## TASK TO CARRY OUT
Each entry has to be set down again with no alteration.

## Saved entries
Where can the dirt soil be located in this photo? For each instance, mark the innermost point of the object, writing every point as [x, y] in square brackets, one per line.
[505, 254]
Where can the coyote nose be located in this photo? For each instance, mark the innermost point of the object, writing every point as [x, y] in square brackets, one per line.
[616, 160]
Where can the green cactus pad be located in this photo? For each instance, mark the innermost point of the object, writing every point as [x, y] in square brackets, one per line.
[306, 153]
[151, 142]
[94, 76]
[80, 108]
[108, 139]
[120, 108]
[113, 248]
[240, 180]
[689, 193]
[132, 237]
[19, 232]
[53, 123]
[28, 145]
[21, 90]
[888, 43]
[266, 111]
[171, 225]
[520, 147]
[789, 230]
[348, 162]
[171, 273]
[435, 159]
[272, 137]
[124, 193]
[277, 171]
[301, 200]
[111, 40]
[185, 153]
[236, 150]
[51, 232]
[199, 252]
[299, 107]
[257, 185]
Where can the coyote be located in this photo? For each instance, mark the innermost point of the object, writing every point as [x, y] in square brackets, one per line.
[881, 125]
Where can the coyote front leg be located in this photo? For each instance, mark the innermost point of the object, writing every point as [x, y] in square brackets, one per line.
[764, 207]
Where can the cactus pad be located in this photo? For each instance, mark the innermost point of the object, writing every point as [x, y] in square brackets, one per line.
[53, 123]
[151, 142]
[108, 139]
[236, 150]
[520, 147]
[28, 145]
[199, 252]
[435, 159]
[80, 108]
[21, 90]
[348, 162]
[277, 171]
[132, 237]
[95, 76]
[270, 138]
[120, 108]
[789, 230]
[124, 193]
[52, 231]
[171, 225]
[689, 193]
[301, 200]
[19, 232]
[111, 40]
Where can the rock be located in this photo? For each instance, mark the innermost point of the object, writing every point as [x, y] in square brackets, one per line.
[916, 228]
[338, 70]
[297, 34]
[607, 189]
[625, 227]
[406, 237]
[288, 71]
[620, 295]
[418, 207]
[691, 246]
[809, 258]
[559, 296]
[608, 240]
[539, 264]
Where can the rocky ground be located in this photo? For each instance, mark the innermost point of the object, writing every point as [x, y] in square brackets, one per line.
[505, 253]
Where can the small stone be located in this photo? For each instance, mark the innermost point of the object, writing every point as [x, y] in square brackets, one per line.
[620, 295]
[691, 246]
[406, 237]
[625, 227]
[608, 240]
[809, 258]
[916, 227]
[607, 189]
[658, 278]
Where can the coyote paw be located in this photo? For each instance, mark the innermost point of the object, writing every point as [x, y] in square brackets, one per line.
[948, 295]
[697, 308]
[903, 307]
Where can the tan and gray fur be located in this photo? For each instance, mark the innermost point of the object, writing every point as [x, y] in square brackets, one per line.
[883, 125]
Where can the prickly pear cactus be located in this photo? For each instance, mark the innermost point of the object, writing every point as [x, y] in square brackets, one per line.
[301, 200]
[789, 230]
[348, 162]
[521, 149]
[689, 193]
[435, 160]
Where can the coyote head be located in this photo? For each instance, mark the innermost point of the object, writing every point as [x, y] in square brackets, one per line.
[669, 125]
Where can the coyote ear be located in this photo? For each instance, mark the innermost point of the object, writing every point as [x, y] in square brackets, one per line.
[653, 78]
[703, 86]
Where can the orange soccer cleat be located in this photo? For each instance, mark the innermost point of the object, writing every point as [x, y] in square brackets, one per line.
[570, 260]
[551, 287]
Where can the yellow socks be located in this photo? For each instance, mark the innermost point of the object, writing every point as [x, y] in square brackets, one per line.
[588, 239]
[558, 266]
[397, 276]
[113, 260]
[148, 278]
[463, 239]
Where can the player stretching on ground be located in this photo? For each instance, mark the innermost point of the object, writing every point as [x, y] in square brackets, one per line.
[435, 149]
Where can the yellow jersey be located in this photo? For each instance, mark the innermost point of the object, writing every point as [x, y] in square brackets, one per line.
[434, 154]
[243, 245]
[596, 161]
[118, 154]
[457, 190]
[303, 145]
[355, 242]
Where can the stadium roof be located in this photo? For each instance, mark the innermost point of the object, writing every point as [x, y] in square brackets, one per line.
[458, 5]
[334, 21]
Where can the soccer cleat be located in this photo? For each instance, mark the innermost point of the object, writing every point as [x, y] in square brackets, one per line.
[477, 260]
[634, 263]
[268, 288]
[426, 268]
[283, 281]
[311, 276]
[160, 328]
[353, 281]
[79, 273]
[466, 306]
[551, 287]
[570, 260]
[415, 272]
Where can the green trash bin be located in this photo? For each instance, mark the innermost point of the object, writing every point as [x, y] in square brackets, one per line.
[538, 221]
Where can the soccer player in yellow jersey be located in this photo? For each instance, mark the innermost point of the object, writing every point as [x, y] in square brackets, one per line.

## FINISHED TASK
Where can the dirt soil be located in this photo? For each instance, mark the innermost point of the object, writing every point as [x, y] in square brackets, one per line.
[505, 254]
Where can the coyote nose be located in this photo? For each instance, mark the innermost point of the object, writing every point as [x, y] in square brackets, one per line.
[616, 160]
Where can the green cactus pad be located in this photo? For each instance, mark the innermost point of the object, writing every point as [x, y] in square brackets, one per line.
[306, 153]
[151, 142]
[94, 76]
[80, 108]
[108, 139]
[120, 108]
[113, 248]
[240, 180]
[689, 193]
[132, 237]
[19, 232]
[53, 123]
[28, 145]
[21, 90]
[888, 43]
[266, 111]
[171, 225]
[520, 147]
[789, 230]
[348, 162]
[171, 273]
[435, 159]
[272, 137]
[124, 193]
[277, 171]
[301, 200]
[111, 40]
[185, 153]
[236, 150]
[51, 232]
[199, 252]
[299, 107]
[257, 185]
Where can the coyote be located in this photo? For each instance, mark the innermost point of the object, writing every point as [x, y] in square brackets, one per line.
[881, 125]
Where can the coyote front leg be located in this photo? For each instance, mark the innermost point of the object, writing every point as [x, y] in square brackets, one per line.
[764, 207]
Where can the cactus pad be located in this photo? For each instance, mark the innermost point of the object, writing every point as [x, y] in square brackets, one per line.
[53, 123]
[151, 142]
[108, 139]
[236, 150]
[520, 147]
[28, 145]
[199, 252]
[435, 159]
[80, 108]
[21, 90]
[348, 162]
[277, 171]
[132, 237]
[95, 76]
[270, 138]
[120, 108]
[789, 230]
[124, 193]
[52, 231]
[171, 225]
[689, 193]
[301, 200]
[19, 232]
[111, 40]
Where can the rock be located in this photo? For each instance, mark the innermost point of the object, writing every point as [x, y] in square brackets, one per line.
[916, 228]
[338, 70]
[297, 34]
[607, 189]
[625, 227]
[406, 237]
[288, 71]
[620, 295]
[418, 207]
[691, 246]
[809, 258]
[559, 296]
[608, 240]
[539, 264]
Where can the rocky ground be located in this photo? For each instance, mark the innermost point of the object, writing every point as [x, y] in square brackets, one per line.
[505, 253]
Where can the small stone be located in this photo? For each instance, mark the innermost point of the object, writing every point as [x, y] in square brackets, one per line.
[620, 295]
[691, 246]
[406, 237]
[625, 227]
[608, 240]
[809, 258]
[916, 227]
[607, 189]
[658, 278]
Where can the coyote paw be located in this photo? For each instance, mark the innermost point of the object, writing every point as [x, y] in square brackets, one per line.
[948, 295]
[697, 308]
[903, 307]
Where can the tan and gray fur be located in this photo? For each instance, mark the innermost point of the object, writing every point as [x, y] in square brackets, one per line.
[883, 125]
Where can the prickly pear cactus be located in this photo? For each instance, mark the innermost point of the object, writing every point as [x, y] in square brackets, one per line.
[301, 200]
[789, 230]
[348, 162]
[521, 149]
[689, 193]
[435, 160]
Where can the coyote head be located in this photo? For each instance, mark the innermost point of the object, writing every point as [x, y] in square brackets, one per line.
[669, 125]
Where can the coyote ear be located in this photo? For each instance, mark the innermost point of the object, writing every point as [x, y] in square brackets, one per line.
[653, 78]
[703, 86]
Where can the orange soccer cleat be located in this photo? For each instance, mark the innermost point of the object, writing every point as [x, y] in square brackets, one per line.
[570, 260]
[551, 287]
Where can the yellow socks be located in this photo? For each instance, mark the innermost point of the object, writing every point as [x, y] in square brackets, one per line.
[588, 239]
[558, 266]
[397, 276]
[113, 260]
[148, 278]
[463, 239]
Where can the player stretching on ground be located in this photo? For each instance, mark the innermost point of the object, writing every point as [x, y] in square brackets, one per line.
[435, 149]
Where can the yellow jersey be located in this photo? For each instance, mark the innermost point of the object, writing every point as [x, y] in square brackets, one per line.
[434, 154]
[243, 245]
[596, 161]
[118, 154]
[457, 190]
[303, 145]
[355, 242]
Where can the stadium roof be located in this photo? For each instance, mark the innermost point of the object, writing every point as [x, y] in square brackets, one per line.
[458, 5]
[334, 21]
Where can the soccer cleat be located in this photo? For each instance, mark the innermost point of the object, writing every point as [x, y] in square brackets, one per line.
[477, 260]
[634, 263]
[268, 288]
[426, 268]
[283, 281]
[311, 276]
[160, 328]
[353, 281]
[79, 273]
[466, 306]
[551, 287]
[570, 260]
[415, 272]
Where can the green trash bin be located in this photo? For each instance, mark the innermost point of the object, writing every point as [x, y] in square brackets, one per line.
[538, 221]
Where can the soccer player in yellow jersey be located in this photo? For each instance, mark the innermost point of the object, writing every point as [x, y] in square brackets, one per line.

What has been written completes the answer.